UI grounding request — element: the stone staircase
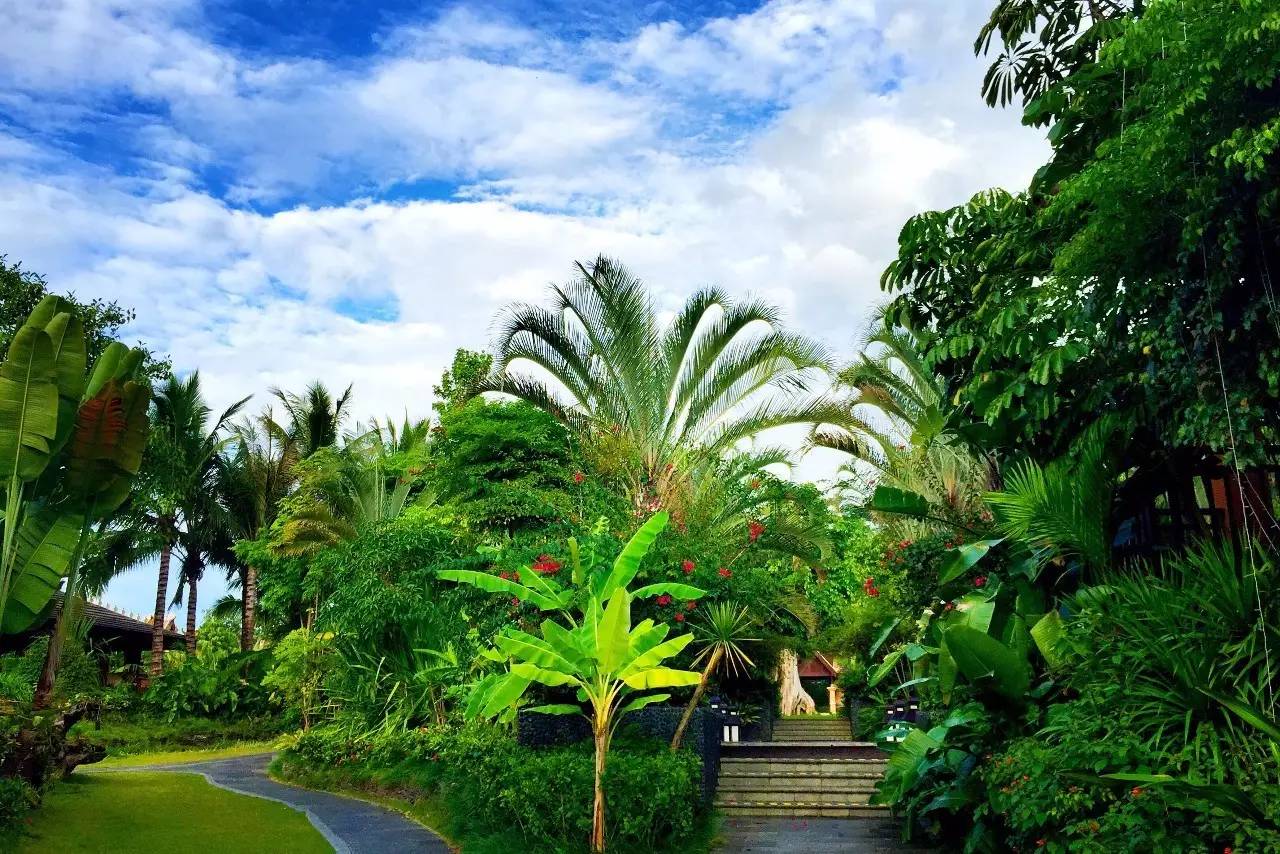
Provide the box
[716,718,890,822]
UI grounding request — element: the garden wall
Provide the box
[516,705,721,803]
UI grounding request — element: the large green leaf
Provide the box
[598,510,669,600]
[622,667,701,691]
[1032,611,1066,670]
[0,510,81,634]
[938,538,1005,584]
[511,661,579,688]
[493,631,576,673]
[945,626,1030,703]
[595,588,631,673]
[618,694,671,717]
[867,487,929,519]
[0,325,58,481]
[618,634,694,679]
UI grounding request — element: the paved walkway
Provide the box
[102,753,449,854]
[717,818,923,854]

▶ _Task to complete_
Reproduce the entire listing above word for word, leaving out the picture.

▶ _Full answer_
UI grounding request — element: the stone staircase
Provide the box
[716,718,890,822]
UI grounding request — element: the garden wall
Provide the box
[516,705,721,803]
UI grounding request — element: the large green leaf
Provide the box
[598,510,669,600]
[622,667,701,691]
[1032,611,1066,670]
[0,510,81,634]
[938,538,1005,584]
[511,661,579,688]
[493,631,576,673]
[945,626,1030,703]
[595,588,631,673]
[618,694,671,717]
[867,487,929,519]
[0,325,58,481]
[618,634,694,679]
UI grounding request — element: the paved walkway
Provide the box
[102,753,449,854]
[717,818,923,854]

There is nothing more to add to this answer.